Your objective — Transcribe the lines below without alteration, from the line containing "Pick out each instance of the car" down to the line containing "<point>97,60</point>", both included.

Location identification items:

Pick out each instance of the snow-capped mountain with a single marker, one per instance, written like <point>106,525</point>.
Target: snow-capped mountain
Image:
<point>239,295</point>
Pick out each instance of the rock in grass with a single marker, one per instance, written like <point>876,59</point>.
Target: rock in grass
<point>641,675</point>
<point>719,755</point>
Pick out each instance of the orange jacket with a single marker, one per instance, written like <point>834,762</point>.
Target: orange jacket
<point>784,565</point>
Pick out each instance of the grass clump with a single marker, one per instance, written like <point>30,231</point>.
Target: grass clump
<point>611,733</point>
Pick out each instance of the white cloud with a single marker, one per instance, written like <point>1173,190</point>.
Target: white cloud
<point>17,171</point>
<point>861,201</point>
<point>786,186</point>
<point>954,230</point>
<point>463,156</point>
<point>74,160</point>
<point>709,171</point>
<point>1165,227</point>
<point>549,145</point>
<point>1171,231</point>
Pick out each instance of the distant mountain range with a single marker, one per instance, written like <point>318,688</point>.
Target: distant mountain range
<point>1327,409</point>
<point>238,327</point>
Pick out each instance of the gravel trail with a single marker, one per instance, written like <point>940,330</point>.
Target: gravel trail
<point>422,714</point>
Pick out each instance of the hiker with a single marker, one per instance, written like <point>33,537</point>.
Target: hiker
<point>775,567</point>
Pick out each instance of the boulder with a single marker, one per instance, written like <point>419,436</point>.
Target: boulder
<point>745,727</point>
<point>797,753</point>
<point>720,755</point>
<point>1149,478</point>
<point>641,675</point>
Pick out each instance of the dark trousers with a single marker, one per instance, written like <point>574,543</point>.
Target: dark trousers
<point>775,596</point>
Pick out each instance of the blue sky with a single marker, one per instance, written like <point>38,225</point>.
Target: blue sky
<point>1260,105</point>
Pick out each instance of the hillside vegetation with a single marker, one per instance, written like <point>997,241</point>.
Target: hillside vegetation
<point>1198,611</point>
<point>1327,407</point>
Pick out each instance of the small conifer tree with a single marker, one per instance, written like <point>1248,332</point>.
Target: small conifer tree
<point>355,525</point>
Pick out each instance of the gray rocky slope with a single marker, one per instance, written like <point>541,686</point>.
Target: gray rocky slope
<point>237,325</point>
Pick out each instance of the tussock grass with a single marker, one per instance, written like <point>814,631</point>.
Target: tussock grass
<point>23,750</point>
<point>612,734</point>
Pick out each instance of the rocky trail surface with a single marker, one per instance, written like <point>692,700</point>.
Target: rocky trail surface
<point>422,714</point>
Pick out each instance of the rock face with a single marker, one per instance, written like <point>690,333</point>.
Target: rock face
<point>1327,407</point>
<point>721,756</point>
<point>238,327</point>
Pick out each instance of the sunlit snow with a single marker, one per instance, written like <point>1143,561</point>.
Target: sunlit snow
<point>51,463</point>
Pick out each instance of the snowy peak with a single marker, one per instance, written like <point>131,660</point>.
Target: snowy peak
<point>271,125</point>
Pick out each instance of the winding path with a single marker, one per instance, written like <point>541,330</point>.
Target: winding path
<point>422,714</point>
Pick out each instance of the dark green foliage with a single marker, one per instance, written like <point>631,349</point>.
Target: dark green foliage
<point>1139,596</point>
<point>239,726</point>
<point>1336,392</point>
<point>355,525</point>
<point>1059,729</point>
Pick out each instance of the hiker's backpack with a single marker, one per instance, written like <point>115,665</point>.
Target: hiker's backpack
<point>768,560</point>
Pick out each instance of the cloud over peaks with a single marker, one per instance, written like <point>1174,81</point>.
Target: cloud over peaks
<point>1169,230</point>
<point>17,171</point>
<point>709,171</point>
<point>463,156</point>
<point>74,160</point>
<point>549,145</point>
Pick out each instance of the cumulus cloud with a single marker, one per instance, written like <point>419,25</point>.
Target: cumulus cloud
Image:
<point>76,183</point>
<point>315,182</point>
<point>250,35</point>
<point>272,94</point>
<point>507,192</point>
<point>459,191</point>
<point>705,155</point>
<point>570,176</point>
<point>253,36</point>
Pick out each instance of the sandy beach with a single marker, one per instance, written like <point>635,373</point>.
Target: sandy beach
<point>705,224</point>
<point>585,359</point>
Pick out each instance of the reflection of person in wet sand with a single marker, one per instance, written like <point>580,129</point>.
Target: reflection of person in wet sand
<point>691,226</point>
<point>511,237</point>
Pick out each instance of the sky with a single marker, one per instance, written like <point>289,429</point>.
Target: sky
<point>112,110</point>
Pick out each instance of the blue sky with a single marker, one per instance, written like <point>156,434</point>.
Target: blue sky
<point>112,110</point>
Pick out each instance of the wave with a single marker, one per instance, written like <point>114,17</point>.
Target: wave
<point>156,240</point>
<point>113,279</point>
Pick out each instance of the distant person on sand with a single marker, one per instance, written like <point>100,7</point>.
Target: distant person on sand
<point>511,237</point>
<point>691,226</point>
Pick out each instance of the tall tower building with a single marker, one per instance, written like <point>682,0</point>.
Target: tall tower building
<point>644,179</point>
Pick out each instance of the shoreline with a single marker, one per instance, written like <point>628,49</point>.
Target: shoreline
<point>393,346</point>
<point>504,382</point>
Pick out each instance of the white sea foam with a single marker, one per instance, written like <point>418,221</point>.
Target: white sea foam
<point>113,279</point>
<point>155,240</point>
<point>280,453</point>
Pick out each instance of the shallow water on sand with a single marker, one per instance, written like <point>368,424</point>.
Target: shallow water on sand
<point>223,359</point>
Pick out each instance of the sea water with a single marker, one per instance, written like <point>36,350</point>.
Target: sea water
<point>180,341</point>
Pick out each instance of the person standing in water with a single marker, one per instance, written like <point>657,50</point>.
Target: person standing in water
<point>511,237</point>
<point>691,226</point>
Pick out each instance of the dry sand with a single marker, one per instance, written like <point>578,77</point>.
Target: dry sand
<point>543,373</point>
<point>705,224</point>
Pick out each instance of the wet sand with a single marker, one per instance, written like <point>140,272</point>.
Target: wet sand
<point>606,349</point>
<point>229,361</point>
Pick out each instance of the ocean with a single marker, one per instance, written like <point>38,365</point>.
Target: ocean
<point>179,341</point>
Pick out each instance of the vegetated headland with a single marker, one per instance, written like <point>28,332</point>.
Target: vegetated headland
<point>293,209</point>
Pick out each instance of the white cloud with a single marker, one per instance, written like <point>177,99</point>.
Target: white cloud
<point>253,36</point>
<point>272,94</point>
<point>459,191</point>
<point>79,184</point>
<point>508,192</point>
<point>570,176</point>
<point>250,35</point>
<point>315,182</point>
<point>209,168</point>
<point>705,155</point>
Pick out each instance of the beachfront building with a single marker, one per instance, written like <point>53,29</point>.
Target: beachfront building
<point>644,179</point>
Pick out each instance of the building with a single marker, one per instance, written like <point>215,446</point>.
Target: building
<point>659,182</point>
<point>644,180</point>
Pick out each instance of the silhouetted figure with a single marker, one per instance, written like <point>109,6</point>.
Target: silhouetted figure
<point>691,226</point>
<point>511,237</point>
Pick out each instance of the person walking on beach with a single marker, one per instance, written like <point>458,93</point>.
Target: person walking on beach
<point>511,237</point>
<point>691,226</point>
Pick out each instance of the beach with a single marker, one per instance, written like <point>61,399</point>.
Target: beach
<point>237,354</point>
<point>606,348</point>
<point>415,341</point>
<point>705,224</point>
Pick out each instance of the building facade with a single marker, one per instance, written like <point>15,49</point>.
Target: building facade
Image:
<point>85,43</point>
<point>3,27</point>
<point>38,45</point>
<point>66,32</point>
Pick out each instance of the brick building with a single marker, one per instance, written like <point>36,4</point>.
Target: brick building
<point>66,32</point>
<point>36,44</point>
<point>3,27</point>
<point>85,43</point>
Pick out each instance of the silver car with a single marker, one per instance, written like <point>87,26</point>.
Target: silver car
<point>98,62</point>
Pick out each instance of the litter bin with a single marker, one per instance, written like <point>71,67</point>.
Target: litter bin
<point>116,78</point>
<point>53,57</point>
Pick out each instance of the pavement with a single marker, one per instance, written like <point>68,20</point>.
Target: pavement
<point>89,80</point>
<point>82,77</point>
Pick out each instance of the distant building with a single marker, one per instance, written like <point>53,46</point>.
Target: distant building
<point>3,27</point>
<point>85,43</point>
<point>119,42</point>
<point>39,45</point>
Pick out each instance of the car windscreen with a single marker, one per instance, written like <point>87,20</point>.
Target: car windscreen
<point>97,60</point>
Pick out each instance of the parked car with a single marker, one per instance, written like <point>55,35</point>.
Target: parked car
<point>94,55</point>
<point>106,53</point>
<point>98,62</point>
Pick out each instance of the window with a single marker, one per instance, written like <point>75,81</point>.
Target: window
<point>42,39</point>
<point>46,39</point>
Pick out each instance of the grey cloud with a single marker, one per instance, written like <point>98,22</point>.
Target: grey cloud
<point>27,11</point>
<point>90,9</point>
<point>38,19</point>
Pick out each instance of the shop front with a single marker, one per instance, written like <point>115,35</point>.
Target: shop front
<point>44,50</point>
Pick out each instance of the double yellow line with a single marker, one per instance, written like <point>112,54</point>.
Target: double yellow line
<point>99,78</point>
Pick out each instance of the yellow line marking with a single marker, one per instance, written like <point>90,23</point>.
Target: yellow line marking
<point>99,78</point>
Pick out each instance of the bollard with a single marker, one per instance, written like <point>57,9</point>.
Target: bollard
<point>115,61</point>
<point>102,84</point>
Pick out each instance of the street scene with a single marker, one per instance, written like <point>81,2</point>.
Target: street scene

The solution —
Pick out each instance of the car windscreen with a single marker, one per instance, written like <point>87,20</point>.
Target: car windscreen
<point>97,60</point>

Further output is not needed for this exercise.